Work instructions —
All of the records below must be output exactly, with no pictures carried over.

Dataset —

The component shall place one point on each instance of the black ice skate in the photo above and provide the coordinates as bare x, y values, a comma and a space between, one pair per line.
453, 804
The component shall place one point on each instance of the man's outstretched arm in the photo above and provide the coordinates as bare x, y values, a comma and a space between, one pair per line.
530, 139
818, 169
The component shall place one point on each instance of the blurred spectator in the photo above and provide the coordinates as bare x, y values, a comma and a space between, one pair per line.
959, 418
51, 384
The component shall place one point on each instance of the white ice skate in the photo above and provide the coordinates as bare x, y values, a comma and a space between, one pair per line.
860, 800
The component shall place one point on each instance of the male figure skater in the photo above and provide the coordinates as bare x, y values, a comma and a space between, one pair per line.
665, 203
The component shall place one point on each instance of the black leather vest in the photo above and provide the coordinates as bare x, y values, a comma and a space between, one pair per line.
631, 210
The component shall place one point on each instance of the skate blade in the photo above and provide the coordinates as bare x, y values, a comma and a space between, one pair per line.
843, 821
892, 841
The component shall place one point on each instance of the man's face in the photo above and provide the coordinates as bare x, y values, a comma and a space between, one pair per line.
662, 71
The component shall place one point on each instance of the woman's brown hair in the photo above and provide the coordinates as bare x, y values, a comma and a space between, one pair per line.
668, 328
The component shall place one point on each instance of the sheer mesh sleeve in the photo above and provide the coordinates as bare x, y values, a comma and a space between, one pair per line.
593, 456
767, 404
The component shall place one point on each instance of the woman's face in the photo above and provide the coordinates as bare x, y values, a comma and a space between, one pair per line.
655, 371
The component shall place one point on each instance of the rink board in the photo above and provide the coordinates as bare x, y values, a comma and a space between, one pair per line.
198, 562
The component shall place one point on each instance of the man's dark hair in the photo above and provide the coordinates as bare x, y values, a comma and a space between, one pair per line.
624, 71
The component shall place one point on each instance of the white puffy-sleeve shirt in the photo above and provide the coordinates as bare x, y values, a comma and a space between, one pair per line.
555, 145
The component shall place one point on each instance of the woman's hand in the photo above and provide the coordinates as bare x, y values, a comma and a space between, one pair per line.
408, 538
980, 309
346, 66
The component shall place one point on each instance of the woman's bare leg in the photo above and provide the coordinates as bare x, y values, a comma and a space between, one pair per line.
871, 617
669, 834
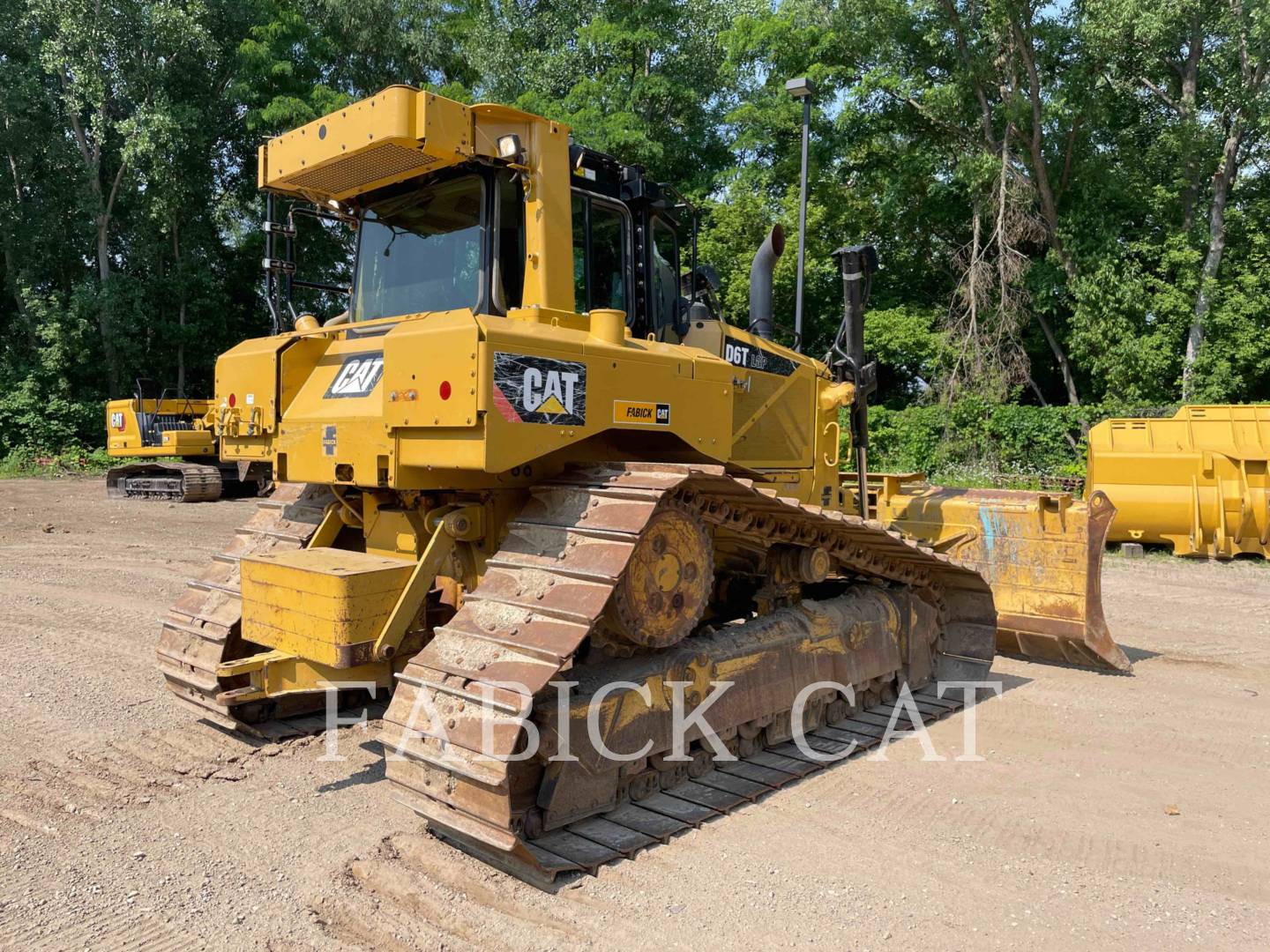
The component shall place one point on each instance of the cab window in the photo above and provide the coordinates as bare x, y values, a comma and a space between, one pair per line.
666, 276
421, 251
601, 251
508, 274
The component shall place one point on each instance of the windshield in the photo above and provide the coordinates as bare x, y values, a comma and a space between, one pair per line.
421, 251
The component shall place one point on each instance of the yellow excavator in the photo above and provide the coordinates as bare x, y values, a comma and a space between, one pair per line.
1197, 481
176, 449
533, 487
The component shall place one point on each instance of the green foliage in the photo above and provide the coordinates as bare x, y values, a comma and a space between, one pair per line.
973, 441
72, 461
127, 185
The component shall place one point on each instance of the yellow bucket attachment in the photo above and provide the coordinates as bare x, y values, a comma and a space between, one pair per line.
1042, 554
1198, 481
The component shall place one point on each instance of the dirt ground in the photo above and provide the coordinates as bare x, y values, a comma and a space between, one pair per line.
1109, 811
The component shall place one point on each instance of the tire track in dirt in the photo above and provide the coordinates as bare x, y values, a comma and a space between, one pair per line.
418, 893
90, 785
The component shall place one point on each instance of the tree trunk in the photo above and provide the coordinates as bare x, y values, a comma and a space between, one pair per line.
1186, 107
1050, 207
1222, 183
181, 312
104, 323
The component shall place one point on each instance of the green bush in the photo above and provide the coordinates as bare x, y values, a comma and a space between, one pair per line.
77, 461
973, 441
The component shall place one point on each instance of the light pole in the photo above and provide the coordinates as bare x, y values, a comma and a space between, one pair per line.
802, 88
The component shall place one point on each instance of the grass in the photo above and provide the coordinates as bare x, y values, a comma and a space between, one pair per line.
26, 464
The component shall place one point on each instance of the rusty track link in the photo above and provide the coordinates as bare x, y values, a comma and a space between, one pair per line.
542, 597
202, 628
585, 845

Output below —
The component shall place one point on each instance of the black ice skate in the photo above and provide the coordinates as bare x, y values, a comma and a space between, one pair per line.
453, 804
The component shall place one point on each instance of the man's outstretched arm in the photo above and provide the coordinates as bare x, y values, a comma and a space between, one pair per line.
530, 139
818, 169
The component shall place one point on each instance of the blurred spectator in the photo above and provide the coordinates as bare x, y values, a comma and a space between, one pair per line.
959, 418
51, 384
The component shall place one point on each instance of the white ice skate in the photo above and provide the coordinates as bare x, y values, a comma and a space between, one pair per line.
860, 800
The component shall place one point on each instance of the male figure skater in the photo above and provide the coordinates as bare x, y values, a comma and a space between, one pair per line.
665, 203
The component shall place one point on each instance of the black leather vest in the photo above and provide the coordinates as bare x, y values, a comma and a space between, one pair per line.
631, 210
The component shall place one point on each instance of the skate blade in the photo above and provide the coordinates as bare x, y values, a comma and a space between, one pair per line.
843, 821
892, 841
The component shall place one point on each instance of the man's face in the photo above and provide the coordinates as bare x, y values, a comma and a space between, one pair per line.
662, 71
The component shall place one point on each instance of the woman's brown hair in the photo above and provide the coordinates as bare x, y values, a comma and a space between, one pair per line.
668, 328
The component shall place one point on each instance of the sheer mesh sleeve in the photo above and provide the coordinates as bare x, y values, a comma and a space between, one pair per line.
593, 456
767, 404
The component shall place one point on each instance of the woman's face in the photo above and provide the coordinates as bare x, y values, a comma and a space between, one pair per line.
655, 371
The component shall place one point on each instance of the rink board in the photo above and provide the coordinates as bare x, y values, a comma and a space between, one pair per line.
198, 562
The component shall place one point on each instance of the man's dark hair in the photo above and provide the coordinates as bare x, y values, a comma and a space between, one pair per line.
624, 71
The component shall place one point on each instance of the white puffy-sleeve shirt in the photo above and provide the coordinates as bare x, y values, a comma and a space between, one pair per line.
555, 145
The component shall place one point on each instance of the woman's hand in the photo above and provide the coordinates as bare x, y values, a comma and a space between, one pair per line.
408, 538
980, 309
346, 66
The component shall place one point on each instance of the woman's bare leg in the photo above and provide the coordinates as bare x, y values, a comma and a space between, one pair per line.
871, 617
669, 834
The component shall place one point on each instance of the cab window in the photo above and provide the coordinates as bare x, y values, a comma and a space between, one pair per line.
666, 276
421, 251
601, 251
508, 274
The component shall place one point on each instance of the windshield in the photo above and provide the coordinates as bare x, y values, a comma and a space between, one pair per line.
421, 251
The component shall place one point on each instance of the yellow excavator in the photo above and provide the coordinates as bare x, y values, a comma and a space between, one pair per line.
1197, 481
176, 449
533, 487
The component shall place one point on each instance of the green foliage in the photo above and provide the coordinates as bare x, y values, a comma and a space between, one pair per line.
973, 441
72, 461
127, 185
The component shall place one point on each instance of the yellow bucket attachment in the photo above and provide the coordinates as bare x, y values, a comma and a space between, one pair per line.
1042, 554
1198, 481
The component shall place one point on each instance of the dirt ground in the photo above and provide the coordinates as bare x, y values, a comma and a space between, one pair per line.
1109, 811
The component shall place one point on each instance of the tire track in dirt in the photo above and provide the coordinates as bare x, y values, a comma and a space between, one pair per line.
418, 893
90, 785
The component shall place one point on each instance of the tree trunk in the photo above and provide the coordinates as bare x, y values, a comma and a space between, one pair per line.
1186, 107
1050, 207
1222, 183
181, 312
104, 323
The component shall place one point on each instance of the green bush in the photo above and provide the coordinates as bare x, y values, a comma and a space between, one pair per line.
77, 461
973, 441
The component shall place one point on each instance of the light pole in the photo above and provide the coordinates as bare x, y values, a comma and a space between, one pair per line.
802, 88
The component shall place one point on each instance of the grass in the photo above and provide the coordinates as bare x, y values, a comma and a space between, one pair per line.
26, 464
The component shall place one point on each instance of the rusty track link in the photo above and provide the coordinates as bare x, y values, a comma and a space between, one pair per line.
542, 597
202, 628
585, 845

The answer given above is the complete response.